**Selected excerpt:**
+++
2) Disadvantages to the Company

i) Difficult to Address Over-Capitalization: Reducing the number of equity shares in cases of over-capitalization is challenging.

ii) Centralization of Control: Transferable equity shares allow a few individuals to gain control of the company by purchasing a significant number of shares, potentially leading to centralized management.

iii) Change in Management Policy: Changes in shareholders can result in management and company policy shifts due to the sale and purchase of equity shares.

Preference Share

Preference capital is a hybrid form of financing that combines features of both equity and debentures. It shares several similarities with equity and debentures as follows:

1) Similarities with Equity

i) Preference dividends are generally payable only from distributable profits.

ii) A preference dividend is not an obligatory payment but entirely within the directors’ discretion.

iii) A preference dividend is not a tax-deductible payment.

2) Similarities with Debentures

i) The dividend rate on preference capital is usually set at a fixed rate.

ii) The claim of preference shareholders is before the claim of equity shareholders.

iii) Preference shareholders either do not have voting rights or have limited voting rights compared to shareholders.

Features of Preference Shares

Given below are the features of preference shares:

1) Accumulation of Dividends

Preference shares may be cumulative or non-cumulative regarding dividends. In India, with few exceptions, preference shares typically carry a cumulative feature regarding dividends. Unpaid dividends on cumulative preference shares are carried forward and become payable once dividends are resumed.

2) Call-ability

The terms of preference share issues may include a call feature, granting the issuing company the right to call the preference shares, wholly or partly, at a specific price.
+++
[Rows from a pointing dataset]
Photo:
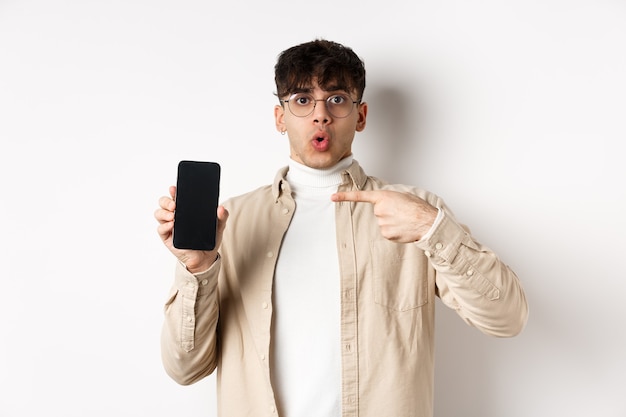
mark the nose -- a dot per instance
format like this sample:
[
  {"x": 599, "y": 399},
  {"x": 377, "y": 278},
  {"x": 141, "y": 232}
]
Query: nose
[{"x": 320, "y": 112}]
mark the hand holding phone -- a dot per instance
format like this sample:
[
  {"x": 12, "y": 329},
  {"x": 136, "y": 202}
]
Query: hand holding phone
[{"x": 197, "y": 199}]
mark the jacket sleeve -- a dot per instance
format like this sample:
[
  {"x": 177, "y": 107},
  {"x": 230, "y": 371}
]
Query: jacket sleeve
[
  {"x": 472, "y": 280},
  {"x": 189, "y": 334}
]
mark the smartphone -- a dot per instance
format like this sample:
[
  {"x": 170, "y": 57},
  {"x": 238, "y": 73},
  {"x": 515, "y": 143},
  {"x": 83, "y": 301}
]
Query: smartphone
[{"x": 197, "y": 198}]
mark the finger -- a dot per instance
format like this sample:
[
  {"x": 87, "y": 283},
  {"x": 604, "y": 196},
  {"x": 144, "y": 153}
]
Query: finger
[
  {"x": 357, "y": 196},
  {"x": 166, "y": 203},
  {"x": 165, "y": 230},
  {"x": 163, "y": 216}
]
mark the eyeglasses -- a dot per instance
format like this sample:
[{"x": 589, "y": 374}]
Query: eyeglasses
[{"x": 303, "y": 104}]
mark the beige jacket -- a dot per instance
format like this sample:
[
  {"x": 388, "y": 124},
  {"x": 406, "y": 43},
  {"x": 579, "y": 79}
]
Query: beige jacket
[{"x": 221, "y": 319}]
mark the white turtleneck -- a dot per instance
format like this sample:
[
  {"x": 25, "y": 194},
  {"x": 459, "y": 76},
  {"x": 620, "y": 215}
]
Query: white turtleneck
[{"x": 306, "y": 332}]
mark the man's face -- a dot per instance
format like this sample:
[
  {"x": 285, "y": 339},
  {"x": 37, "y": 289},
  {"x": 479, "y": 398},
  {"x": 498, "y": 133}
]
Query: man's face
[{"x": 320, "y": 140}]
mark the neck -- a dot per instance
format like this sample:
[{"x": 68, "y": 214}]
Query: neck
[{"x": 300, "y": 175}]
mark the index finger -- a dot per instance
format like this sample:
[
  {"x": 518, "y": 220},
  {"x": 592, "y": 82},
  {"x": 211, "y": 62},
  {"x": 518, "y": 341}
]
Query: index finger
[{"x": 357, "y": 196}]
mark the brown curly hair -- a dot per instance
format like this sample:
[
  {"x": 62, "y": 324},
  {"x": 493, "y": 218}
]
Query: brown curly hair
[{"x": 332, "y": 65}]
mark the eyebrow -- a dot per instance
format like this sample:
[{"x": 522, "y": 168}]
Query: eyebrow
[{"x": 331, "y": 89}]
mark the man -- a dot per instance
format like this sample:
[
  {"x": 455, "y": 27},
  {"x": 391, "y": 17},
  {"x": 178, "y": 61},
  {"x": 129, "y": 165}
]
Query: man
[{"x": 319, "y": 299}]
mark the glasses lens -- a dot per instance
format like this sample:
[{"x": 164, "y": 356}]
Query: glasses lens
[
  {"x": 302, "y": 104},
  {"x": 339, "y": 105}
]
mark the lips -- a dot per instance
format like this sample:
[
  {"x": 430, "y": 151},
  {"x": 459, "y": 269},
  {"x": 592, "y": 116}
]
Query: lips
[{"x": 320, "y": 141}]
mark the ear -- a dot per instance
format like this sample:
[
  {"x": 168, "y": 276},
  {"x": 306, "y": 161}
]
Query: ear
[
  {"x": 360, "y": 124},
  {"x": 279, "y": 118}
]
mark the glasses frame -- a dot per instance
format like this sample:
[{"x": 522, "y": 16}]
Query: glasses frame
[{"x": 326, "y": 102}]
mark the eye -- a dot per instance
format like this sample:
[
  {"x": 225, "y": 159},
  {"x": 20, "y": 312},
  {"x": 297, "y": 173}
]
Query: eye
[
  {"x": 337, "y": 100},
  {"x": 301, "y": 99}
]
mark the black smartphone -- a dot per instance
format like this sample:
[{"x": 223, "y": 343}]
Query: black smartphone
[{"x": 197, "y": 198}]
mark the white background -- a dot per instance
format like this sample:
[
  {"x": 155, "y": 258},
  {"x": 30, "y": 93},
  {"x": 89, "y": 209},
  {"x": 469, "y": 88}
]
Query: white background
[{"x": 513, "y": 111}]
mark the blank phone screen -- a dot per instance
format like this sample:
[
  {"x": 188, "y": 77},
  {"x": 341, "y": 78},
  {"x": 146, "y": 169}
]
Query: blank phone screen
[{"x": 197, "y": 198}]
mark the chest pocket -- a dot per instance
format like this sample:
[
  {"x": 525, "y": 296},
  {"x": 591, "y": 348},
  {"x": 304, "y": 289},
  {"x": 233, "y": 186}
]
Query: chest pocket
[{"x": 400, "y": 279}]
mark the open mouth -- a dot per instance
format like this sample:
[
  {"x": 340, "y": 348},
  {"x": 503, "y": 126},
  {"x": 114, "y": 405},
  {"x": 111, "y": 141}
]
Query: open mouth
[{"x": 320, "y": 141}]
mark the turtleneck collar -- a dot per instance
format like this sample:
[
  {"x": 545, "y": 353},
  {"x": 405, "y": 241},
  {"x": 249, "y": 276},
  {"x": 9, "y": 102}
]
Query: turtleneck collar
[{"x": 300, "y": 175}]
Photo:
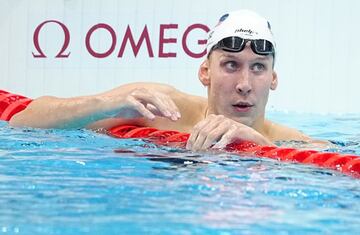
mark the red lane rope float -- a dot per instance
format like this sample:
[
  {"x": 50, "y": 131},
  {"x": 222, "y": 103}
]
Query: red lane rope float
[
  {"x": 10, "y": 104},
  {"x": 348, "y": 164}
]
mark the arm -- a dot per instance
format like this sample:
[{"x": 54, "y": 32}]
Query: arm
[{"x": 127, "y": 101}]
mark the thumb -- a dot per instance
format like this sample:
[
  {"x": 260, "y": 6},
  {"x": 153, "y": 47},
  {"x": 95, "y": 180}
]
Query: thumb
[{"x": 223, "y": 142}]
+++
**Exercise aim:**
Print the text on preference shares word for word, starting with "iii) Preference shareholders" and going on through "a specific price.". You won't need the lines for anything here.

**Written response:**
iii) Preference shareholders either do not have voting rights or have limited voting rights compared to shareholders.

Features of Preference Shares

Given below are the features of preference shares:

1) Accumulation of Dividends

Preference shares may be cumulative or non-cumulative regarding dividends. In India, with few exceptions, preference shares typically carry a cumulative feature regarding dividends. Unpaid dividends on cumulative preference shares are carried forward and become payable once dividends are resumed.

2) Call-ability

The terms of preference share issues may include a call feature, granting the issuing company the right to call the preference shares, wholly or partly, at a specific price.